**What this task involves:**
Locate each line of the data below that contains the word "roof" and copy those lines out, treating uppercase and lowercase as different.

********

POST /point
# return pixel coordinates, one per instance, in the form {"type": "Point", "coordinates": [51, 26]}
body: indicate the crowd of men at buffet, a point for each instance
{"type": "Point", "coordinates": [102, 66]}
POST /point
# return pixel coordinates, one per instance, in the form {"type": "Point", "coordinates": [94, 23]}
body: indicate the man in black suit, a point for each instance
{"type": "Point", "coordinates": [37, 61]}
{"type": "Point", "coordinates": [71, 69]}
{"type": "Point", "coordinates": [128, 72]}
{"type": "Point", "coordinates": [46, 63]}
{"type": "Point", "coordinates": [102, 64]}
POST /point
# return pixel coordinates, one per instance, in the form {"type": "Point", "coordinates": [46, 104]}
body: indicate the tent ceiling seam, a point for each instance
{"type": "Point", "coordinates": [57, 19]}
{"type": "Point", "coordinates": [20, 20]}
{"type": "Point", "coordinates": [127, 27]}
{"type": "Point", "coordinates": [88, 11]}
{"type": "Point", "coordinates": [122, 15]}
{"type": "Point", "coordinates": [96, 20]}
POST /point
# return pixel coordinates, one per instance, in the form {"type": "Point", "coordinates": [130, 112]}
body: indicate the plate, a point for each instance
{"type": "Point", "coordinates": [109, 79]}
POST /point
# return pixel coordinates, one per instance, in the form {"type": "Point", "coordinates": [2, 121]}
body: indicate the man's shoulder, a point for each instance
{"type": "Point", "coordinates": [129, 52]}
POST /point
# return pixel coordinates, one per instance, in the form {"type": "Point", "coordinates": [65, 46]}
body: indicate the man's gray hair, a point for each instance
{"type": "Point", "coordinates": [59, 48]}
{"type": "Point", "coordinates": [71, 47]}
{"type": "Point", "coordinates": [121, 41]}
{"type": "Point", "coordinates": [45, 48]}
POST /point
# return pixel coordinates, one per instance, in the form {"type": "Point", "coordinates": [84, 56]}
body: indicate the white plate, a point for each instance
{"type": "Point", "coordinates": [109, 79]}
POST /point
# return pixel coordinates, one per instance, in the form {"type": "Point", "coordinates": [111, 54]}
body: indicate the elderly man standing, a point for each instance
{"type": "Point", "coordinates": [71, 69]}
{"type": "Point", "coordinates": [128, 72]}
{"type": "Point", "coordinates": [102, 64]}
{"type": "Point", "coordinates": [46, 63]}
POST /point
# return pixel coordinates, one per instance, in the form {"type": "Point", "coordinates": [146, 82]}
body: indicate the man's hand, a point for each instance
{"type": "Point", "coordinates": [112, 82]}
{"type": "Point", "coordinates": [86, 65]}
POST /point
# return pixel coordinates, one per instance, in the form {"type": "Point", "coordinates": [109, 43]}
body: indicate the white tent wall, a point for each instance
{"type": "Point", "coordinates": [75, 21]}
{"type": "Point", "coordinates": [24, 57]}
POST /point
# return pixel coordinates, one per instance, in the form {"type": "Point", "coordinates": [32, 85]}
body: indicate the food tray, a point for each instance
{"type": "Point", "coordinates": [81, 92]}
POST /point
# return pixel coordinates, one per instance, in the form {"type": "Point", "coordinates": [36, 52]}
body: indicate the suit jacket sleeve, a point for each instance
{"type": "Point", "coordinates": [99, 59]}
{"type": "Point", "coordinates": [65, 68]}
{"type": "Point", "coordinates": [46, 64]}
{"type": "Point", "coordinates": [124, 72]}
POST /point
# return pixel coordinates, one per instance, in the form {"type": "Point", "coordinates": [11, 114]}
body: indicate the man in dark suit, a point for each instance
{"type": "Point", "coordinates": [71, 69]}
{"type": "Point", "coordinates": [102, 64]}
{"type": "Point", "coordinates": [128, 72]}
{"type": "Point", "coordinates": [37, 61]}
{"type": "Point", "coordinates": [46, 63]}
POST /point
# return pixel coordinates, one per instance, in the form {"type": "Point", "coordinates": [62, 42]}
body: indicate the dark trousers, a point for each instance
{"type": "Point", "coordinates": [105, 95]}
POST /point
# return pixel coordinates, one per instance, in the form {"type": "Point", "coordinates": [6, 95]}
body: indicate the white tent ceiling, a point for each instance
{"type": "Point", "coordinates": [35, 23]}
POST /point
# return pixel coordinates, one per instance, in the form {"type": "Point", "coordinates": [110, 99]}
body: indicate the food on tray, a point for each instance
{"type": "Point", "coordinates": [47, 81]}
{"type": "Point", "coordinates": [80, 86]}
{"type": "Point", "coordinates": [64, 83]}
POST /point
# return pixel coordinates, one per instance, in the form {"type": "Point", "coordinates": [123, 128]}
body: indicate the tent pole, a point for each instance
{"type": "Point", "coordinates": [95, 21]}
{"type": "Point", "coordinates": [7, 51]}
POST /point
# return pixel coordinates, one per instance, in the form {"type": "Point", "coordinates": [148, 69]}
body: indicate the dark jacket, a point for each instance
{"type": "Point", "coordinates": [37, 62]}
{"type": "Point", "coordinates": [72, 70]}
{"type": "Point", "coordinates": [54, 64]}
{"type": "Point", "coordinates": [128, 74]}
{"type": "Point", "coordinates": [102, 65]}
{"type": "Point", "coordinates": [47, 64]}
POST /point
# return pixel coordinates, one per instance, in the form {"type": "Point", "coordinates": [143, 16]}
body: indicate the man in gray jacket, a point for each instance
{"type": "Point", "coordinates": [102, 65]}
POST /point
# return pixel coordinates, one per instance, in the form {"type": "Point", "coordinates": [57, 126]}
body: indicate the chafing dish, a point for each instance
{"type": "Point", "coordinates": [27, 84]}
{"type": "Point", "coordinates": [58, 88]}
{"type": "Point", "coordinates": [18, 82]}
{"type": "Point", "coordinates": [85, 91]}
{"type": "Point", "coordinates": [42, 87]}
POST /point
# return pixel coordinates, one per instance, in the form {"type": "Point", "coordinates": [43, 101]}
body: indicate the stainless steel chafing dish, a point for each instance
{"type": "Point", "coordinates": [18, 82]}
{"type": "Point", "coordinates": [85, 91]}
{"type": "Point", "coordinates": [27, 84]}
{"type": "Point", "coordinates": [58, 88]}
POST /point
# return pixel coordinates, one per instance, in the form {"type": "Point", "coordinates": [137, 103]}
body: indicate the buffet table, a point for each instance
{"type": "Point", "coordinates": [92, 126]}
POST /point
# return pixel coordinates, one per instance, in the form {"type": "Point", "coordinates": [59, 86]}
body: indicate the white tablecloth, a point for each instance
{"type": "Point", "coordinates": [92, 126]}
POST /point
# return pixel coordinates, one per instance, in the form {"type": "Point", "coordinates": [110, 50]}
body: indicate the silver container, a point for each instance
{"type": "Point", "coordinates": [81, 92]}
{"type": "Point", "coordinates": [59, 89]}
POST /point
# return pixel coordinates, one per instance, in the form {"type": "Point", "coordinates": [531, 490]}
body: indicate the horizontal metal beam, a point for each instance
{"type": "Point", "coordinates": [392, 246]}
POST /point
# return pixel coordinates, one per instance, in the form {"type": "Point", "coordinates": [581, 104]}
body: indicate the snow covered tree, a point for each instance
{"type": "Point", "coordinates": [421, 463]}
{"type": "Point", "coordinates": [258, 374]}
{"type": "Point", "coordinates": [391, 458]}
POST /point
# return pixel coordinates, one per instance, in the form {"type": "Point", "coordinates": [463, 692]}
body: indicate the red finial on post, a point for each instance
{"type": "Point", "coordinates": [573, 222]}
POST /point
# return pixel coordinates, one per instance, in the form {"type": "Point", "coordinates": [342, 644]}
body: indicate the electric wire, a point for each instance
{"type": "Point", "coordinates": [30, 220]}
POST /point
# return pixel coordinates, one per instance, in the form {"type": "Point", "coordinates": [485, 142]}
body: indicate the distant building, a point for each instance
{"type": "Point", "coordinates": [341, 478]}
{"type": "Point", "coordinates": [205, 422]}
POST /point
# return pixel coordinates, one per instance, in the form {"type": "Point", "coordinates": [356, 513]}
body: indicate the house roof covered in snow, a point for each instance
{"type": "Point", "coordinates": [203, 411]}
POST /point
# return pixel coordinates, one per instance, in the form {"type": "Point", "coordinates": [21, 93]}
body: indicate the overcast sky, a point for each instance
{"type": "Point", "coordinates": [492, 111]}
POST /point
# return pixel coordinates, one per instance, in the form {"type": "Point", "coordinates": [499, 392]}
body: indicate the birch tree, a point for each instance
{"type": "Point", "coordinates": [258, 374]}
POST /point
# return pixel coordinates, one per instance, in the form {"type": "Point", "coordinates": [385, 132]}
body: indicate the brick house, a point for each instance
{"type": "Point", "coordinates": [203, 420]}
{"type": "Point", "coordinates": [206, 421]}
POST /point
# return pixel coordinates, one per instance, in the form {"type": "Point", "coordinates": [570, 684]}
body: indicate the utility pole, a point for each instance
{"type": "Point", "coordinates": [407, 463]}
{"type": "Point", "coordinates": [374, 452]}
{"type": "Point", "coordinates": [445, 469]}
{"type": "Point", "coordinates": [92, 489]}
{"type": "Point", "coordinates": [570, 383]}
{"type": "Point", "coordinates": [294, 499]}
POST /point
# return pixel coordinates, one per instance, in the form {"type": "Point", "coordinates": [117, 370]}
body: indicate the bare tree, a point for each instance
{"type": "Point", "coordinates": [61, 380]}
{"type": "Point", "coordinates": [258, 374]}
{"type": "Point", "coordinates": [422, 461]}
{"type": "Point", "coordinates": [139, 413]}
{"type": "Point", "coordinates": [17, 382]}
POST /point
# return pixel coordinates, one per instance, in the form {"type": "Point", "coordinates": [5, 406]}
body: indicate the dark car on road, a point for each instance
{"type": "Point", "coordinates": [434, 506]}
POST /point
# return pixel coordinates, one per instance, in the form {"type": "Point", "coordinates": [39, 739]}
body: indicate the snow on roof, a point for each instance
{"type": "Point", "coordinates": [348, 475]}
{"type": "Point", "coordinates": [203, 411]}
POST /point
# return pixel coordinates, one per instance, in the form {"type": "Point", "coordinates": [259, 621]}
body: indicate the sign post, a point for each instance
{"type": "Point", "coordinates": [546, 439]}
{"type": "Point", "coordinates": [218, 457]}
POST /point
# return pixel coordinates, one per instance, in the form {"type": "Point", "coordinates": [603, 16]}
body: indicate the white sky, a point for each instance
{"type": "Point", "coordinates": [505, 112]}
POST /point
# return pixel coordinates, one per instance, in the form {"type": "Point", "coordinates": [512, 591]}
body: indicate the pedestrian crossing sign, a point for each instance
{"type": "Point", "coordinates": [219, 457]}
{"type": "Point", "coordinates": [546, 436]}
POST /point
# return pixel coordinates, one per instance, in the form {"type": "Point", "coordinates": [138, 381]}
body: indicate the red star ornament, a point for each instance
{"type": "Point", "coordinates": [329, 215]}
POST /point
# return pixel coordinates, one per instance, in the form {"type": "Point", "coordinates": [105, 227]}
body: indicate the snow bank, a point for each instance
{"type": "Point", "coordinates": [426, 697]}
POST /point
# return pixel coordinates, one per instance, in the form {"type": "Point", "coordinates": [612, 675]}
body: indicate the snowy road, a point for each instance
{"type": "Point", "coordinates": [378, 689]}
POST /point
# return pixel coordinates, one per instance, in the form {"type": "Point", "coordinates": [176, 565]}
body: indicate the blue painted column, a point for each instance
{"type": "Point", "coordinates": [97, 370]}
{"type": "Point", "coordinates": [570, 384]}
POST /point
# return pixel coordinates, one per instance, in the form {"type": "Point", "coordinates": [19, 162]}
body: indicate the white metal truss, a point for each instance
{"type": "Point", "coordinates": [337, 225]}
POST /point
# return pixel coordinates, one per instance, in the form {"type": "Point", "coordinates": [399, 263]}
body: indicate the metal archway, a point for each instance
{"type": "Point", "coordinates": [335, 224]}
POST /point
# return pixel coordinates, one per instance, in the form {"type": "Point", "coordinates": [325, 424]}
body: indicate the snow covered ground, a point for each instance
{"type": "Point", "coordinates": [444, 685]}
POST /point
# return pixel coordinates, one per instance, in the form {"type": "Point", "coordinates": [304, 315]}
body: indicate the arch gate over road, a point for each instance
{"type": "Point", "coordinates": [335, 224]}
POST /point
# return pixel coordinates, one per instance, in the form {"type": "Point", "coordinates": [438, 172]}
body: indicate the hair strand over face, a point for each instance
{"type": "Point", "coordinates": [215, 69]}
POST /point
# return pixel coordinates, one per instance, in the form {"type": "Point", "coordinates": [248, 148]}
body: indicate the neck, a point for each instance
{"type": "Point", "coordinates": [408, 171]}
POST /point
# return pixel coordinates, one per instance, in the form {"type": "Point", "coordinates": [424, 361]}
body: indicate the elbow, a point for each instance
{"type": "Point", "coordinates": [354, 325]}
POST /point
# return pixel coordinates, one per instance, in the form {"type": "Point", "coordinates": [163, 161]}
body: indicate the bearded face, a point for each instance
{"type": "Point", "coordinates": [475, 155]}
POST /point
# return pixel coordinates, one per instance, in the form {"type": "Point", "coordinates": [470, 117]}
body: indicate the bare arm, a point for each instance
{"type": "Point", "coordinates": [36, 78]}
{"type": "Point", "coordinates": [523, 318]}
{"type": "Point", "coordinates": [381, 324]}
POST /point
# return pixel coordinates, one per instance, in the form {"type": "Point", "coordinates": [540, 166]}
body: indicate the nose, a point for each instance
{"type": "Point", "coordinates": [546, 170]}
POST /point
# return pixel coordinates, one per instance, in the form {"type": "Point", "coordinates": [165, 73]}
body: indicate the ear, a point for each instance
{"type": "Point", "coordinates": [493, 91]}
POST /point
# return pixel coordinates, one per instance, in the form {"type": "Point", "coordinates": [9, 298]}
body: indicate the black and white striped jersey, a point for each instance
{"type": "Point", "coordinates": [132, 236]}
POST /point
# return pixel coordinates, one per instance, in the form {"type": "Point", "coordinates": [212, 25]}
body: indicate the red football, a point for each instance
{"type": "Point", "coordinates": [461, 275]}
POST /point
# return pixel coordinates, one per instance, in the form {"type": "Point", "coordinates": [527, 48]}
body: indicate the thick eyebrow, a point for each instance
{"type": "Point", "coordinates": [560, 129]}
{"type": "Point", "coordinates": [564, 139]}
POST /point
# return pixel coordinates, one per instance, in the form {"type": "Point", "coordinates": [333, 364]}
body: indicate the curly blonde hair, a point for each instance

********

**Exercise output:**
body: indicate the house roof covered in snow, a point for each instance
body: indicate the snow on roof, a point for each instance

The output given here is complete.